Teks Bacaan:
* * *

Jamsostek melakukan redefinisi model bisnis, memanfaatkan teknologi dan keuangan. Saat ini, telah dibangun 512 outlet jamsostek di seluruh kabupaten kota, pelayanannya bisa melalui banking dan ATM. Bahkan di daerah, ada motor dari bank mitra yang datang ke pasar/rumah tangga untuk mengambil iuran. Mobile phone-register melalui bayar pulsa dapat dimanfaatkan dalam hal ini. Metode ini sudah ada di Nigeria untuk mengatasi akses geografi yang jauh. Sementara, 170 juta nomor handphone di Indonesia, hal ini bisa dimanfaatkan. Bahkan jika perlu registrasi sektor informal bisa melalui mitra seperti: seven eleven, alfamart, carefour. Teknologi lain yang bisa ditempuh yaitu melalui e-money, kartu untuk menjadi peserta (BPJS Kesehatan), bisa daftar melalui ATM. Capture peserta melalui lembaga keuangan/penyedia teknologi. Misal: e-ktp atau ijin usaha, kepala daerah tingkat satu dan dua agar pekerja informal mendapat jaminan dari Jamsostek. Kartu jaminan sosial menjadi smart card untuk BPJS Kesehatan Tenaga Kerja, telekomunikasi ke bank dan lain-lain. Kartu tersebut bisa diberi loan, akses ke merchant.
Hanung Sugihantono-Pengalaman Purbalingga. Tembakau sirih alkohol pengeluaran dominan di Purbalingga. PBI per orang per bulan 19 ribu. Apakah perlu memikirkan orang yang tidak peduli pada kesehatan? Peserta Jamkes bisa dibagi menjadi dua, yaitu PBI dan non PBI. Penduduk miskin yang di-cover Jamkesmas. Perda Jateng di level Provinsi sudah berjalan 3 tahun MOU kabupaten kota. Tahun mendatang akan mengalami integrasi ke BPJS.

* * *

Daftar Data:

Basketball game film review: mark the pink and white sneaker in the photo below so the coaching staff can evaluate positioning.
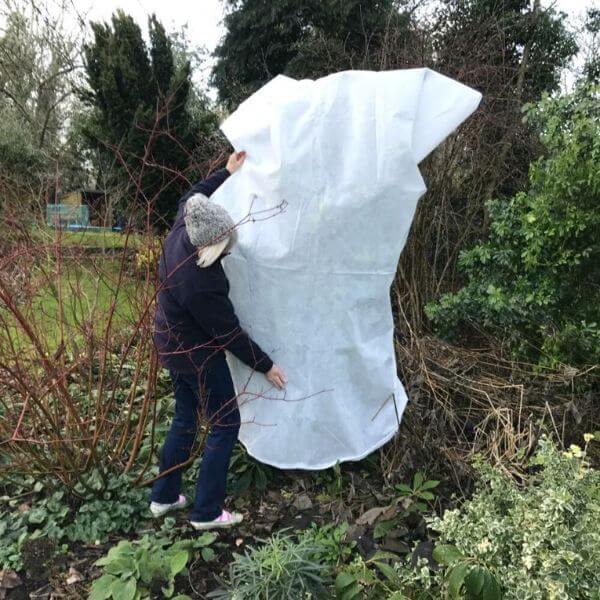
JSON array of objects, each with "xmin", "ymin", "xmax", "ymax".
[
  {"xmin": 150, "ymin": 494, "xmax": 187, "ymax": 517},
  {"xmin": 190, "ymin": 510, "xmax": 244, "ymax": 531}
]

* * *

Soal Latihan A:
Tulis ulang semua baris dalam daftar tentang sepatu di pertandingan basket tanpa mengubah apa pun, tapi jangan ikutkan gambarnya.
Soal Latihan B:
Sambung teks tentang Jamsostek dan jaminan sosial mulai sesudah kalimat terakhirnya.
Teks dan daftar di sini tidak ada hubungannya satu sama lain.

Jawaban Latihan A:
Basketball game film review: mark the pink and white sneaker in the photo below so the coaching staff can evaluate positioning.
JSON array of objects, each with "xmin", "ymin", "xmax", "ymax".
[
  {"xmin": 150, "ymin": 494, "xmax": 187, "ymax": 517},
  {"xmin": 190, "ymin": 510, "xmax": 244, "ymax": 531}
]

Jawaban Latihan B:
Jamkesda Provinsi-pelayanan rujukan tingkat 3. Belum seluruhnya berjalan, mudah-mudahan lebih baik. 800 ribu penduduk kekhasan tersendiri. Slogan yang ditanamkan dalam masyarakat "Yang kaya membantu yang tidak mampu, yang sehat membantu yang sakit". Mutu pelayanan dan tuntutan layanan yang lebih baik. Dari jumlah peserta yang terdaftar dalam Jamkesmas, iurnya ditarik kader dan ada lima ribu rupiah yang disisihkan untuk membayar kader. Tahapan yang berjalan di Purbalingga: sebelum 2010 untuk sosialisasi, tahun 2010 kemantapan dan 2015 kemandirian. Hingga saat ini, tinggal 11,8% dari masyarakat yang belum masuk BPJS. Komposisi pembiayaan APBD Purbalingga, APBD makin besar dan pembiayaan untuk Jamkesmas makin kecil proposinya. Bahkan, APBN tidak ada sama sekali, saat ini ditetapkan 120 ribu/KK per tahun.
Mampu dan tidak mampu ditetapkan sesuai kriteria bupati, rujukan rawat inap hanya di lokal, bukan diidentifikasi formal dan informal. Besaran biaya dan mekanisme pembiayaan yang telah berjalan baik. UHC, pekerja informal ada dalamnya karena kesehatan merupakan kebutuhan dasar. BPJS Kesehatan tempatnya dimana? Jadi harus dicari solusi terbaik. Jamsostek dan Askes harus bekerjasama.
Andi Afdal, Kepala Grup Manajemen Manfaat, PT Askes. Andi menyampaikan bahwa tugas Askes meliputi sosialisasi, memungut dan menyalurkan, mengumpulkan dan mengelola data, membayarkan manfaat, serta memberikan informasi. Iuran untuk sektor informal selama ini dibayar orang per orang. Belajar dari social marketing perbankan 60-70 tahun untuk menabung uang di bank. Maka, perlu ditanamkan dalam masyarakat bahwa bayar meski sedikit untuk asuransi kesehatan. Kemampuan dan keinginan membayar, maukah mereka membayar? Bagaimana mengoleksi premi?
Jaminan kesehatan umum ada Pemda yang bekerjasama bahkan menyerahkan ke Askes yaitu sudah 157 daerah atau 14 juta jiwa yang tertangani. Jalur sudah ada, misalnya integrasi dengan layanan publik misal listrik PAM, sms banking, namun masih butuh sosialisasi. Manfaat disampaikan riil. Hal yang di-manage ekspektasi mereka. Bisa bekerjasama dengan Alfamart, Indomaret, PT Pos dan lain-lain, chanel online banking.
Moderator sesi ini: Prof. Budi Sampurna membuka diskusi dengan policy brief sektor informal: tingkat pendapatan, apa yang diinginkan? Sektor informal yang masuk Jaminan Pemeliharaan Kesehatan (JPK) Jamsostek yang membutuhkan kesehatan jumlahnya luar biasa.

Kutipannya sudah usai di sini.